### What the task requires
Range to output from the entries below: the line containing "Check that each instance of the pine" through the line containing "Check that each instance of the river". Set it down exactly, ends included, nothing else.

### Supplied records
Segment Open

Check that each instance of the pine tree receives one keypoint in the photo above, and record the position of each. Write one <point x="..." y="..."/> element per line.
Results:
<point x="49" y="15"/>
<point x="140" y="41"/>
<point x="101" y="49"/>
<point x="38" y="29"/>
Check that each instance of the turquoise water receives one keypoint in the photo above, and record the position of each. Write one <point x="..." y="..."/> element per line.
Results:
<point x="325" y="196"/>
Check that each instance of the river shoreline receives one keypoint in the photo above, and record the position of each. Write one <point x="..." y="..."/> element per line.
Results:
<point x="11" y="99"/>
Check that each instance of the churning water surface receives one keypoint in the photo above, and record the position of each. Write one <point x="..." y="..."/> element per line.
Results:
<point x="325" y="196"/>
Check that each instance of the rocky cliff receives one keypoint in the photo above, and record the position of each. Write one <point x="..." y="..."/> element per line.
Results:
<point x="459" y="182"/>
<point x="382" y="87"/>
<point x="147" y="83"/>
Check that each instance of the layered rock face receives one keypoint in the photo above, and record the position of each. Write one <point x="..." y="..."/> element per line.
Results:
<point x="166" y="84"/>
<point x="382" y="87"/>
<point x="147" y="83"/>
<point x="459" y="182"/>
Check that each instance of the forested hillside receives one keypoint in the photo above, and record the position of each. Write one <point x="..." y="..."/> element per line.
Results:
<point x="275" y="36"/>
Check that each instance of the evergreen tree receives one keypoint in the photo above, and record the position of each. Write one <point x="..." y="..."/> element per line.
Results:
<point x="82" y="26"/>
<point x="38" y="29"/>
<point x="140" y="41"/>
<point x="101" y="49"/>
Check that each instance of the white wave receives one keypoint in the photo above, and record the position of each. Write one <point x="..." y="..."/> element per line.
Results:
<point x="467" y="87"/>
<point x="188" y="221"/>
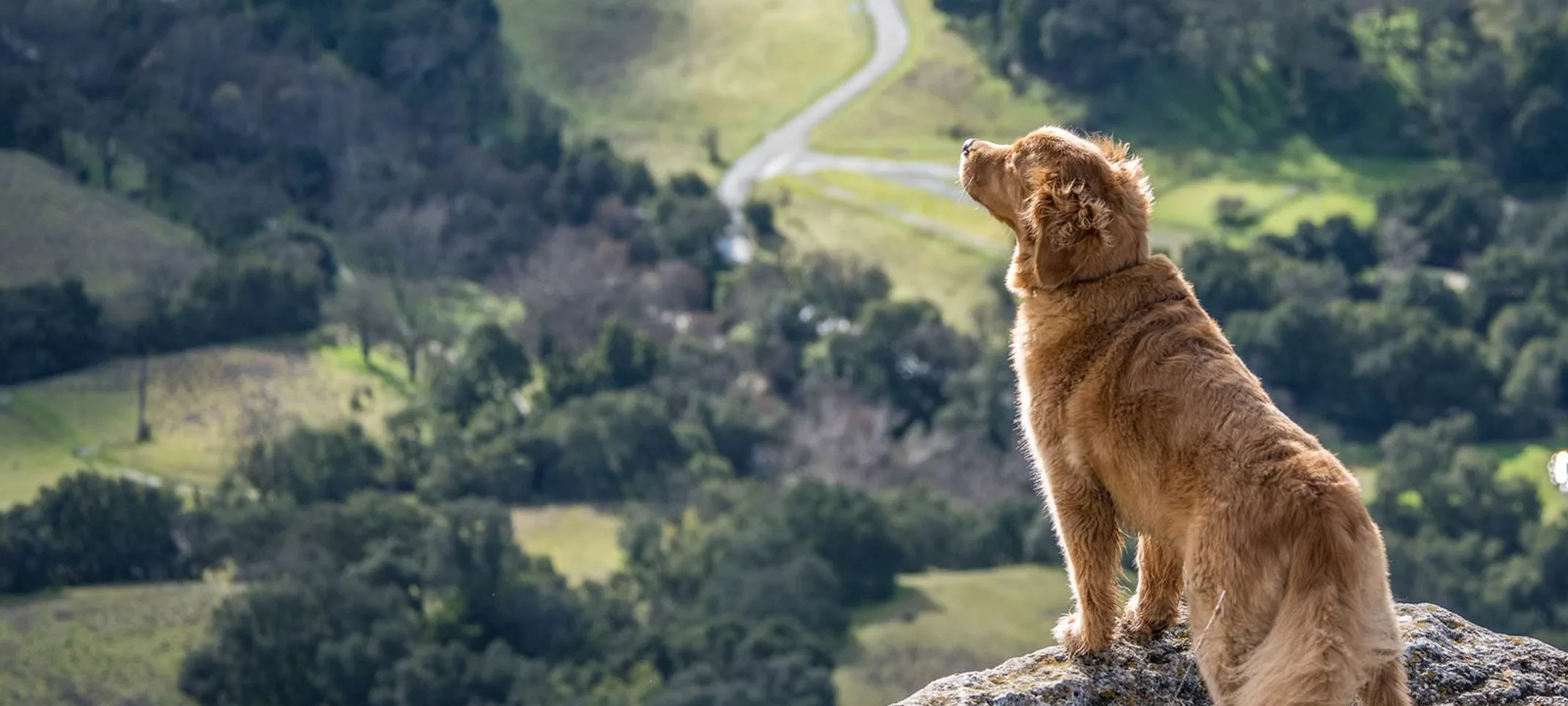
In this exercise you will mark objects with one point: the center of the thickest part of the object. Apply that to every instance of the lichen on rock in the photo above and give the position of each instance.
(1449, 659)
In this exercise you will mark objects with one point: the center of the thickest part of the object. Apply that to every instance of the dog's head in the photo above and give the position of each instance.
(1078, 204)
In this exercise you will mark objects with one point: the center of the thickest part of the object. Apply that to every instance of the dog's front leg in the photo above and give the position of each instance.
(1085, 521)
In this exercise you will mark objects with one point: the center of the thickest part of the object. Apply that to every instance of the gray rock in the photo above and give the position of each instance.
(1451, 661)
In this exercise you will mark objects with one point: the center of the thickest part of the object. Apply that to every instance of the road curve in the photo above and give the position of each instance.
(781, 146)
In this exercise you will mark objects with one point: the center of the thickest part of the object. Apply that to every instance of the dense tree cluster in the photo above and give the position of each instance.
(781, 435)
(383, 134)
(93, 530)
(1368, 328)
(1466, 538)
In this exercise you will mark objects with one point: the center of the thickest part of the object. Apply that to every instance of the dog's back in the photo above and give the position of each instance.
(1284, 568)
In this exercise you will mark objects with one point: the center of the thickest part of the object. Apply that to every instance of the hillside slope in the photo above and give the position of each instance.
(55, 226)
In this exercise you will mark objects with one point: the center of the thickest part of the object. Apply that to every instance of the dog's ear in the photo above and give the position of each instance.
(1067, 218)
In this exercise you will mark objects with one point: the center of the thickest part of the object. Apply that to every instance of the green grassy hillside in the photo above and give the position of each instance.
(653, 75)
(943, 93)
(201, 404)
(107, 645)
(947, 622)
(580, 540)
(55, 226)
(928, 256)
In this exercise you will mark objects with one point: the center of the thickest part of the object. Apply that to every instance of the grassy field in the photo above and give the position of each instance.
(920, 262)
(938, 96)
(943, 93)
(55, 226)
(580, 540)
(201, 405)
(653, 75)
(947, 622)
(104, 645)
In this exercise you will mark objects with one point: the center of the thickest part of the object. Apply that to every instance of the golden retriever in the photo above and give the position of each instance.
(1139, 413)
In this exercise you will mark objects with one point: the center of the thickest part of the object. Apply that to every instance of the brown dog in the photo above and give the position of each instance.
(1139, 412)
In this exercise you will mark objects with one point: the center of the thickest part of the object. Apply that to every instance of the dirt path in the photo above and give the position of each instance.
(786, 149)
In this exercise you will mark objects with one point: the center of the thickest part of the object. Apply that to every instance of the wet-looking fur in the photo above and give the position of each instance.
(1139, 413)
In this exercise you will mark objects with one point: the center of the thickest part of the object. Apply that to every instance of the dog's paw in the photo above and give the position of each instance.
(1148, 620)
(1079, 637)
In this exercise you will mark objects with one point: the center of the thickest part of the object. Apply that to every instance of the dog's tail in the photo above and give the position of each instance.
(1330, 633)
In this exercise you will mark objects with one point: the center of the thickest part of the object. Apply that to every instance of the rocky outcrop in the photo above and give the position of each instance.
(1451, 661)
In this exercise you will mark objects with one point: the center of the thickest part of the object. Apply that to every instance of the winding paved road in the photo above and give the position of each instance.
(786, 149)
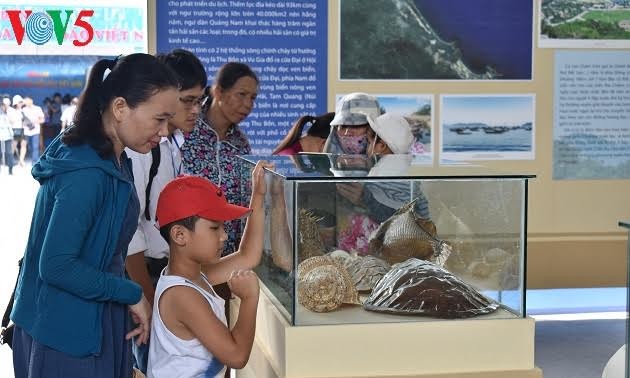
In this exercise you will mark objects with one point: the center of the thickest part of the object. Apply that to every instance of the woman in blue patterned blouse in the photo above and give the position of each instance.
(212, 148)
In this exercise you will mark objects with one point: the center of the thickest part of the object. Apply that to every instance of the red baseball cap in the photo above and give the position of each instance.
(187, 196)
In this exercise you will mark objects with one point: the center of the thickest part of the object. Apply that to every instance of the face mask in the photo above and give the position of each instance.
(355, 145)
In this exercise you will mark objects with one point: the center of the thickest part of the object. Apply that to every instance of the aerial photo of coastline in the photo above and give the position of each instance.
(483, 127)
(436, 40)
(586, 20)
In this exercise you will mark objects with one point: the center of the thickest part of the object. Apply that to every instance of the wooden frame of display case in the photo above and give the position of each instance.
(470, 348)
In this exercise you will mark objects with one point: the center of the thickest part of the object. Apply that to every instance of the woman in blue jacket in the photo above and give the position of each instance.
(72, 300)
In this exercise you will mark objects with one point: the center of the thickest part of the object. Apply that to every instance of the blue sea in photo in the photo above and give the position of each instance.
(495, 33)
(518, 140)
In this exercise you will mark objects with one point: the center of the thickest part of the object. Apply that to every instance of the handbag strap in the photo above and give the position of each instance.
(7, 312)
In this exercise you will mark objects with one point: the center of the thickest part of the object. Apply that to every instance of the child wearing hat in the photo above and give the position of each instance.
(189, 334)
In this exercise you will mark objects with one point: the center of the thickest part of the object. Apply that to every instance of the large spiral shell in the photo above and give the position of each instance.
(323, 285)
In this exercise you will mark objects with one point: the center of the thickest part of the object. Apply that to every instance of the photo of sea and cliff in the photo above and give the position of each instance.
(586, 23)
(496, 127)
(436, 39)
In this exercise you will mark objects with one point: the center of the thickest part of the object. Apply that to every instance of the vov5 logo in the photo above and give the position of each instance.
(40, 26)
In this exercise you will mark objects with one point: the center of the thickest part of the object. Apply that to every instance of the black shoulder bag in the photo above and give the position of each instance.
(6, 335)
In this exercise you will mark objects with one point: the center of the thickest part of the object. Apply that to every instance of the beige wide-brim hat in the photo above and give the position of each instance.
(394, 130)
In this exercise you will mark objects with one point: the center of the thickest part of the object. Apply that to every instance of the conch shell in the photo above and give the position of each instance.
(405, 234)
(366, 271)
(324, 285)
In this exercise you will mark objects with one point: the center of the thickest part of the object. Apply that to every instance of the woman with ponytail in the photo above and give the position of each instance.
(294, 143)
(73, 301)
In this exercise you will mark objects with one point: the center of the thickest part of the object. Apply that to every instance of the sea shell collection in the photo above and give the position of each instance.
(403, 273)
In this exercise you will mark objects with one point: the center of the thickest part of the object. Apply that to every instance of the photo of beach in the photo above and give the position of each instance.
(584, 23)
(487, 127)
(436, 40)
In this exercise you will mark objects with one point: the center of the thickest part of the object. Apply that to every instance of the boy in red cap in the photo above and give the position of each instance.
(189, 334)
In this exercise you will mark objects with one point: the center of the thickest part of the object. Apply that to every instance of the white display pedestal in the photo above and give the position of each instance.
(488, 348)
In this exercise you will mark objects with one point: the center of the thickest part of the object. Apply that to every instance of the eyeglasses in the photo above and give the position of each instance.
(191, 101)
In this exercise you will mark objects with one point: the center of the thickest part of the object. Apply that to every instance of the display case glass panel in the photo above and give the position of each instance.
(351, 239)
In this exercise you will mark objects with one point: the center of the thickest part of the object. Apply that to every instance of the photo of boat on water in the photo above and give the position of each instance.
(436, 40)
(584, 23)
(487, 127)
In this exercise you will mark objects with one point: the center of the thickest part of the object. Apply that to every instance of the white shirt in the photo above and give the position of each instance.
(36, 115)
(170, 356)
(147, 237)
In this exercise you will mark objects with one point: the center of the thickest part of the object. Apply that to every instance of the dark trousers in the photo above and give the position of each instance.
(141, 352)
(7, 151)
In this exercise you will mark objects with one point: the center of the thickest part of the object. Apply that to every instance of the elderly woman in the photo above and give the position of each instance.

Segment Closed
Segment Open

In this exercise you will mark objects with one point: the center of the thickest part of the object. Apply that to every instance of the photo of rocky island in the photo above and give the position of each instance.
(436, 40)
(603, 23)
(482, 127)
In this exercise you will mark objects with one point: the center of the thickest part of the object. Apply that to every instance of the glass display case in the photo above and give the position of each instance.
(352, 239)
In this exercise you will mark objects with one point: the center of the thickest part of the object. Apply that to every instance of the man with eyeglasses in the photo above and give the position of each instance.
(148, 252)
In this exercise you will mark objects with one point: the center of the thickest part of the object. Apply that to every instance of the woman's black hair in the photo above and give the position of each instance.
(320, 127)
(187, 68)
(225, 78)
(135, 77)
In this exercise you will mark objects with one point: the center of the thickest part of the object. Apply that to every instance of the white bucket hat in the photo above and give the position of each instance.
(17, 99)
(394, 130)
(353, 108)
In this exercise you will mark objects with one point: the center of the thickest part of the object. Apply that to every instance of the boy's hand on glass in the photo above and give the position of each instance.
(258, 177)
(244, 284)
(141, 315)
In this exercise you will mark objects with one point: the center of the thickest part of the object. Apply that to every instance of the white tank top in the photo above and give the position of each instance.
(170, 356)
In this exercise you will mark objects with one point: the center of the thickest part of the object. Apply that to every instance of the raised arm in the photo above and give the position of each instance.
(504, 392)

Segment Closed

### Output
Check that each instance of the pine tree receives one keypoint in the photo above, and record the position of each. Write one <point x="..." y="..."/> element per line.
Results:
<point x="49" y="15"/>
<point x="140" y="41"/>
<point x="101" y="49"/>
<point x="38" y="29"/>
Check that each instance of the turquoise water receives one keypoint in the photo above, and record the position of each. Write one <point x="..." y="..."/> element per line.
Results:
<point x="325" y="196"/>
Check that each instance of the river shoreline receives one keypoint in the photo above, and record the position of each. Write one <point x="..." y="..."/> element per line.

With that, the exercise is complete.